**Yapılacak Görevler**
1. Aşağıdaki kayıtlarda "For the site audit, find each instance of the calm" ifadesini içeren satırdan başlayarak kayıtların sonuna kadar uzanan satırları, iki uç da dahil olmak üzere, hiçbir değişiklik yapmadan kopyalayın.
2. Aşağıda yer alan Kayserispor yazısını, kesildiği noktadan itibaren sürdürün.

**Verilen Metin**

☆ ☆ ☆ ☆ ☆

Metin KÖSEDAĞ

KAYSERİSPOR DEBELENİYOR

KAYSERİSPOR, kimi için “vazgeçilmez” kimi için “hayat kaynağı” kimi için de “basamak” oldu yıllardır.

Öyle ya, herkes öyle ya da böyle, bir şekilde Kayserispor’un çarkından geçti, çok sayıda maçın, tribün hikayesini tanığı oldu; kimi taraftar olarak, kimi görevli olarak, kimi de yönetici olarak…

Her gelen, gideni arattı, sonuç olarak Kayserispor debelendiği ama çıkamadığı bir “bataklığa” saplandı. Bundan sonra da debelenmek kaderi oldu.
90’lı yıllardan günümüze kadarki sürece baktığımızda gördüğümüz de, işte bu debelenme hikayesi…

Geriye gitmişken; hafızalarımızı biraz zorlayalım isterseniz.
Kayserispor’da görev yapan yöneticisinden tutun da taraftar grubu adı altındaki oluşumların içinde yer alanların geldiği durum pek de takımın durumu ile orantılı görünmüyor.
90 yılları geçtim daha 5-10 yıl öncesine kadar bu takım için “canını vermek için sıraya girenlerin (!)” bugünkü bulunduğu nokta aslında işin boyutunu apaçık gözler önüne seriyor.
Yöneticisinden tutun taraftar grubu liderine kadar herkes Kayserispor’un üzerinden “zengin” oldu.
Heybesini doldurup gitti.
Hiç kimse gerçek manada hesap vermeden sağ-salim (!) köşesine çekildi.

 

Ve geldiğimiz durumda; 2019-2020 sezonunda da durum pek farklı değil.Sezon başından günümüze Kayserispor her türlü olumsuzluğa ev sahipliği etti.

Herkes birbirini suçladı ama “cenazeyi kaldıracak bir kişi bulunamadı.”
Kim Kayserispor’a beş kuruş para verdiyse fazlasıyla geri aldı.
Kayserispor ismini kullanarak bağladıkları işlerin de haddi hesabı yok.

☆ ☆ ☆ ☆ ☆

Koordinat işaretleme kayıtları:

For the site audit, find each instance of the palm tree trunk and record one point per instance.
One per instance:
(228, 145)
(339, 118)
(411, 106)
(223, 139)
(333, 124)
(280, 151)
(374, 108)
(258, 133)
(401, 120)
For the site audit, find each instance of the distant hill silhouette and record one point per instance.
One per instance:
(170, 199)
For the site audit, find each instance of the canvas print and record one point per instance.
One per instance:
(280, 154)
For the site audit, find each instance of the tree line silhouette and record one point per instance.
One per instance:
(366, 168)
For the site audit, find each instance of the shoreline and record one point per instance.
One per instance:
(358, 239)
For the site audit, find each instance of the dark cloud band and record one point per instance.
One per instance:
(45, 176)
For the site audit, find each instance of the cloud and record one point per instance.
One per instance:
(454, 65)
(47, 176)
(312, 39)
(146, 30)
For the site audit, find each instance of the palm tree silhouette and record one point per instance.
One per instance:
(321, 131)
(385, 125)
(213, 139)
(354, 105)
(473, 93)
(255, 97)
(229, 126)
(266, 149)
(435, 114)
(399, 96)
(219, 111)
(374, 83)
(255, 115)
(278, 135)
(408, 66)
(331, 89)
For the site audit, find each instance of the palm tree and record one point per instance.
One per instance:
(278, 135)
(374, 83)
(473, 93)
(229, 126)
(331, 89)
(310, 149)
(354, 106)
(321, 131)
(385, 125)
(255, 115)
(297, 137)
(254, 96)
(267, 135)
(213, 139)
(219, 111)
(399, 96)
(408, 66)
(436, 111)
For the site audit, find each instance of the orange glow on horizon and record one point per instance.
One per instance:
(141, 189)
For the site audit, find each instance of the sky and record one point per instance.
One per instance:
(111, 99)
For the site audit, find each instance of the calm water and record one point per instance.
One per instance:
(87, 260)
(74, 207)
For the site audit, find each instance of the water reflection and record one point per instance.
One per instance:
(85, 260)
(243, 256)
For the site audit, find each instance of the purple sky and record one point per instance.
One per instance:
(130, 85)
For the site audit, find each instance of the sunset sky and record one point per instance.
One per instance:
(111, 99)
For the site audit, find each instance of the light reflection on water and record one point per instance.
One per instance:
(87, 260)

☆ ☆ ☆ ☆ ☆

**Görevlere Göre Yanıtlar**
1.
For the site audit, find each instance of the calm water and record one point per instance.
One per instance:
(87, 260)
(74, 207)
For the site audit, find each instance of the water reflection and record one point per instance.
One per instance:
(85, 260)
(243, 256)
For the site audit, find each instance of the purple sky and record one point per instance.
One per instance:
(130, 85)
For the site audit, find each instance of the sunset sky and record one point per instance.
One per instance:
(111, 99)
For the site audit, find each instance of the light reflection on water and record one point per instance.
One per instance:
(87, 260)

2.
Bugün sadece bir iki kişiyi suçlamak yerine “topyekûn birilerinin hesap vermesi” gerekiyor.
Aslında hesap verecekler belli ama hesabı alacak öyle bir babayiğit de yok ortada.
Mahalle ağzı suçlamalardan öteye gitmeyen durum ne yazık ki Kayserispor’u bitirme noktasına getirdi.
Elbette şu anda görev başında bulunanlara haksızlık etmek istemem.
Göreve geldikleri günden bu yana iyi niyetli bir çalışma; birilerinin enkazını temizleme çabası içindeler.
Başarılı olurlar mı, onu da zaman gösterecek…
Ez cümle; Kayserispor yine debeleniyor ve yine geçmişten bugüne takımın sırtından zengin olanların hiç mi hiç umurunda değil.
Daha acısı, ülkemizde artık hiç kimse “renklerin çıkarı değil, futbolun kuralları” eyyamını yemiyor.

 

Başka yerde durum çok mu farklı, tabi ki hayır.
Kayseri’de durum neyse, Malatya’da, Bursa’da, Ankara’da, Antalya’da, velhasıl her yerde aynı.
Öte yandan, bu takımların milliliği ve yerliliği de sorgulanır duruma geldi. Bir takım düşünün, yüzde 90’ı yabancı siz de bu takımın Türk futbol takımı olduğunu iddia ediyorsunuz.
Futbolun büyük bir endüstri olduğunu cümle alem biliyor. Bu bir endüstri ise yerli araba, yerli traktör konuştuğumuz bu günlerde futbolun millîleştirilmesi de gündeme gelmeli.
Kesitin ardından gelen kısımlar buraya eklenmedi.